PROVIDED INFORMATION
- - -

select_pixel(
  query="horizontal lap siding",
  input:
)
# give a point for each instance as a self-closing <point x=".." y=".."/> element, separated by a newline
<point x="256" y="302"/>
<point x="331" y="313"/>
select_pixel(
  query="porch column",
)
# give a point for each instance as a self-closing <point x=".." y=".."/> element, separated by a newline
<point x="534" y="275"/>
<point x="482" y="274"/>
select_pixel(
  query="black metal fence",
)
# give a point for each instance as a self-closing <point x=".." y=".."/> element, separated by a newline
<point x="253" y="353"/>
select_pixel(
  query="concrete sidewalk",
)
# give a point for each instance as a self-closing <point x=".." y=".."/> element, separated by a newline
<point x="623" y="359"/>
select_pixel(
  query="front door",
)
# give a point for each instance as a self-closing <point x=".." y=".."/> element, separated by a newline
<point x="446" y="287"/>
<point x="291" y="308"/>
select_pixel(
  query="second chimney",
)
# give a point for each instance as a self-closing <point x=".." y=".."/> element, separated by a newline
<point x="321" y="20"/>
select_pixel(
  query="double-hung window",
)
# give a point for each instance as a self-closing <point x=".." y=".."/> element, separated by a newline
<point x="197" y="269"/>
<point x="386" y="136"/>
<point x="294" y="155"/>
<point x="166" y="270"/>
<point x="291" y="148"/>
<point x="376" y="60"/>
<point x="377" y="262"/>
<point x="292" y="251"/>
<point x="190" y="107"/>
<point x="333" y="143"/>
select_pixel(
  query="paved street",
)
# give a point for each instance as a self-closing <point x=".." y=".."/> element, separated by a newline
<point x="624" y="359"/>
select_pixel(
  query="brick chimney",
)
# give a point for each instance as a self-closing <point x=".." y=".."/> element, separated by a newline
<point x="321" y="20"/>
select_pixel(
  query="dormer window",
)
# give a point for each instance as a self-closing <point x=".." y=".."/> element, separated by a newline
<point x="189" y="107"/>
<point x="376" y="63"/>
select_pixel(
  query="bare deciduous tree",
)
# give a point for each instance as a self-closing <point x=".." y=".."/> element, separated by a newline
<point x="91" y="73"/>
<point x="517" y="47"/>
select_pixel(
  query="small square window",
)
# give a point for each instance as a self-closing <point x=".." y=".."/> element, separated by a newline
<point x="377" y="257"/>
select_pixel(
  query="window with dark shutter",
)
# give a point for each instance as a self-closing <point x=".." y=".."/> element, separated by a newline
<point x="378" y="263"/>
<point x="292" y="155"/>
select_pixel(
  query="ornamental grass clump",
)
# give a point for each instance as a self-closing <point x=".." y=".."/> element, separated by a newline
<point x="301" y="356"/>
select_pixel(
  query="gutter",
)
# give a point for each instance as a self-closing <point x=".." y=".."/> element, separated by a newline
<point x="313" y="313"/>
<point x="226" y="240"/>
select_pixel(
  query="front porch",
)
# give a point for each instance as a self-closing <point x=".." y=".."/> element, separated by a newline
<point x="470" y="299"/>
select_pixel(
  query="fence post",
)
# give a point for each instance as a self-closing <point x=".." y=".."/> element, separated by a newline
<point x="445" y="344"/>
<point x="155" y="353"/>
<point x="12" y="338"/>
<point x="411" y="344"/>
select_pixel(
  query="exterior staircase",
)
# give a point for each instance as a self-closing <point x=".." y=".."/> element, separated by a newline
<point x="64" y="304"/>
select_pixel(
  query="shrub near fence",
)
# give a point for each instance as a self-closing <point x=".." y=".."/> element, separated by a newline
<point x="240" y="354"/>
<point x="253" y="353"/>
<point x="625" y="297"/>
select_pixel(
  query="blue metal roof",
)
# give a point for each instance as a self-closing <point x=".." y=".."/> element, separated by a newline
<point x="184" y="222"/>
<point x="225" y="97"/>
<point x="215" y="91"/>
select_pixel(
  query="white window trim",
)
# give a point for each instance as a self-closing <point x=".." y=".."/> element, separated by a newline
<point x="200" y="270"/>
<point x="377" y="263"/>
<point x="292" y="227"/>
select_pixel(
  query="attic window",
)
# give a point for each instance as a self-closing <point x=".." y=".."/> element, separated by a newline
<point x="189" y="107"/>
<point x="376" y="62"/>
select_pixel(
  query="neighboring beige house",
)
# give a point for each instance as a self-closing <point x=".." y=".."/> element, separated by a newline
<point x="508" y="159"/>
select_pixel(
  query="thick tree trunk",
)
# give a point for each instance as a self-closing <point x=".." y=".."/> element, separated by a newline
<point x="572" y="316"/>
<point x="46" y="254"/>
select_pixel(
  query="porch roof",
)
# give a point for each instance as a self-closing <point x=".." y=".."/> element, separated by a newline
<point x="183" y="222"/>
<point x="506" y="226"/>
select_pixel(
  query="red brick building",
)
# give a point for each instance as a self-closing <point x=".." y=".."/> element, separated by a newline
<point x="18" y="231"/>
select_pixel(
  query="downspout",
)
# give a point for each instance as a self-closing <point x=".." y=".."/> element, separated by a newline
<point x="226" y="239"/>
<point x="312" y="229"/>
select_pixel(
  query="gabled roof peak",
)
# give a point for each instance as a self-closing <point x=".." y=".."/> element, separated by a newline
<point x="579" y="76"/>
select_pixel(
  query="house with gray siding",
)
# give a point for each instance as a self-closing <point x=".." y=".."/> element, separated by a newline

- - -

THE TASK
The full listing must come back exactly as given.

EXERCISE RESPONSE
select_pixel(
  query="horizontal lap siding",
  input:
)
# give a point for each instance as a self-closing <point x=".." y=".."/> element, separated by a newline
<point x="256" y="302"/>
<point x="331" y="313"/>
select_pixel(
  query="porch column",
)
# give a point for each instance as a self-closing <point x=".." y=".."/> element, separated by a newline
<point x="534" y="275"/>
<point x="482" y="274"/>
select_pixel(
  query="black metal fence",
)
# give a point for each instance as a self-closing <point x=".." y=".."/> element, separated by a newline
<point x="253" y="353"/>
select_pixel(
  query="concrete sidewalk",
)
# give a point for each instance as a self-closing <point x=".." y=".."/> element, separated by a newline
<point x="623" y="359"/>
select_pixel(
  query="front door",
)
# give a point for each instance as a self-closing <point x=".." y=".."/> element, separated by a newline
<point x="446" y="287"/>
<point x="291" y="308"/>
select_pixel(
  query="second chimney",
)
# give a point for each instance as a self-closing <point x=".." y=".."/> element, separated by a newline
<point x="321" y="20"/>
select_pixel(
  query="double-hung window",
)
# give a point for each instance as a self-closing <point x=".." y=".."/> element, separated by a newline
<point x="197" y="269"/>
<point x="386" y="136"/>
<point x="294" y="155"/>
<point x="166" y="270"/>
<point x="291" y="148"/>
<point x="376" y="60"/>
<point x="377" y="262"/>
<point x="292" y="251"/>
<point x="190" y="107"/>
<point x="333" y="143"/>
select_pixel(
  query="paved street",
)
# give a point for each instance as a self-closing <point x=".." y=".."/> element, separated by a newline
<point x="624" y="359"/>
select_pixel(
  query="brick chimney",
)
# give a point for each instance as a self-closing <point x=".." y=".."/> element, separated by a newline
<point x="321" y="20"/>
select_pixel(
  query="dormer window",
)
# give a point for each instance as a self-closing <point x=".." y=".."/> element, separated by a newline
<point x="189" y="107"/>
<point x="376" y="63"/>
select_pixel(
  query="bare deciduous tree",
)
# give a point for each instance as a self-closing <point x=".." y=".."/> element, separated by a newline
<point x="91" y="73"/>
<point x="517" y="47"/>
select_pixel(
  query="small square window",
)
# give a point for each instance as a self-closing <point x=".." y=".."/> element, separated by a newline
<point x="377" y="257"/>
select_pixel(
  query="window with dark shutter",
)
# give a point for each instance as a self-closing <point x=".." y=".."/> element, separated by a newline
<point x="378" y="263"/>
<point x="292" y="155"/>
select_pixel(
  query="ornamental grass clump",
)
# give a point for each instance as a self-closing <point x=".." y=".."/> element, separated by a newline
<point x="301" y="356"/>
select_pixel(
  query="gutter",
)
# give a point for each instance as a self-closing <point x=".." y=".."/> element, separated by a newline
<point x="313" y="313"/>
<point x="226" y="240"/>
select_pixel(
  query="front porch",
)
# give a point for each instance as a self-closing <point x=".." y=".."/> element, separated by a newline
<point x="470" y="299"/>
select_pixel(
  query="fence post",
)
# give a point for each instance as a self-closing <point x=".." y=".."/> element, separated by a newline
<point x="445" y="344"/>
<point x="155" y="353"/>
<point x="12" y="338"/>
<point x="411" y="344"/>
select_pixel(
  query="exterior staircase",
)
# give a point for each instance as a self-closing <point x=".." y=".."/> element, separated by a newline
<point x="64" y="304"/>
select_pixel(
  query="shrub near fence",
)
# give a point for each instance as a self-closing <point x=".." y=".."/> element, separated by a newline
<point x="240" y="354"/>
<point x="253" y="353"/>
<point x="625" y="297"/>
select_pixel(
  query="blue metal roof",
)
# give a point for each instance as a self-closing <point x=".." y=".."/> element, separated by a newline
<point x="184" y="222"/>
<point x="225" y="97"/>
<point x="215" y="91"/>
select_pixel(
  query="white window trim",
)
# give a point for each instance as a self-closing <point x=".." y=".."/> element, separated by a newline
<point x="200" y="270"/>
<point x="377" y="263"/>
<point x="292" y="227"/>
select_pixel(
  query="attic window",
)
# give a point for each instance as a self-closing <point x=".." y=".."/> element, separated by a newline
<point x="189" y="107"/>
<point x="376" y="62"/>
select_pixel(
  query="neighboring beige house",
)
# give a point for each instance as a self-closing <point x=".." y=".."/> element, separated by a newline
<point x="508" y="159"/>
select_pixel(
  query="thick tree trunk",
)
# give a point for each instance as a self-closing <point x=".." y=".."/> element, separated by a newline
<point x="572" y="316"/>
<point x="46" y="254"/>
select_pixel(
  query="porch roof",
)
# give a point for each instance as a self-closing <point x=".." y=".."/> element, separated by a newline
<point x="183" y="222"/>
<point x="506" y="226"/>
select_pixel(
  query="red brick building",
)
# give a point for each instance as a self-closing <point x=".." y=".."/> element, separated by a newline
<point x="18" y="231"/>
select_pixel(
  query="downspout",
)
# give a point for each instance as a self-closing <point x=".." y=".."/> element, separated by a newline
<point x="226" y="239"/>
<point x="312" y="229"/>
select_pixel(
  query="gabled roof peak",
)
# give a point for each instance as a self-closing <point x=".." y=".."/> element, separated by a newline
<point x="579" y="76"/>
select_pixel(
  query="house with gray siding",
)
# give a point for each instance as a self-closing <point x=".." y=".."/> element, separated by a newline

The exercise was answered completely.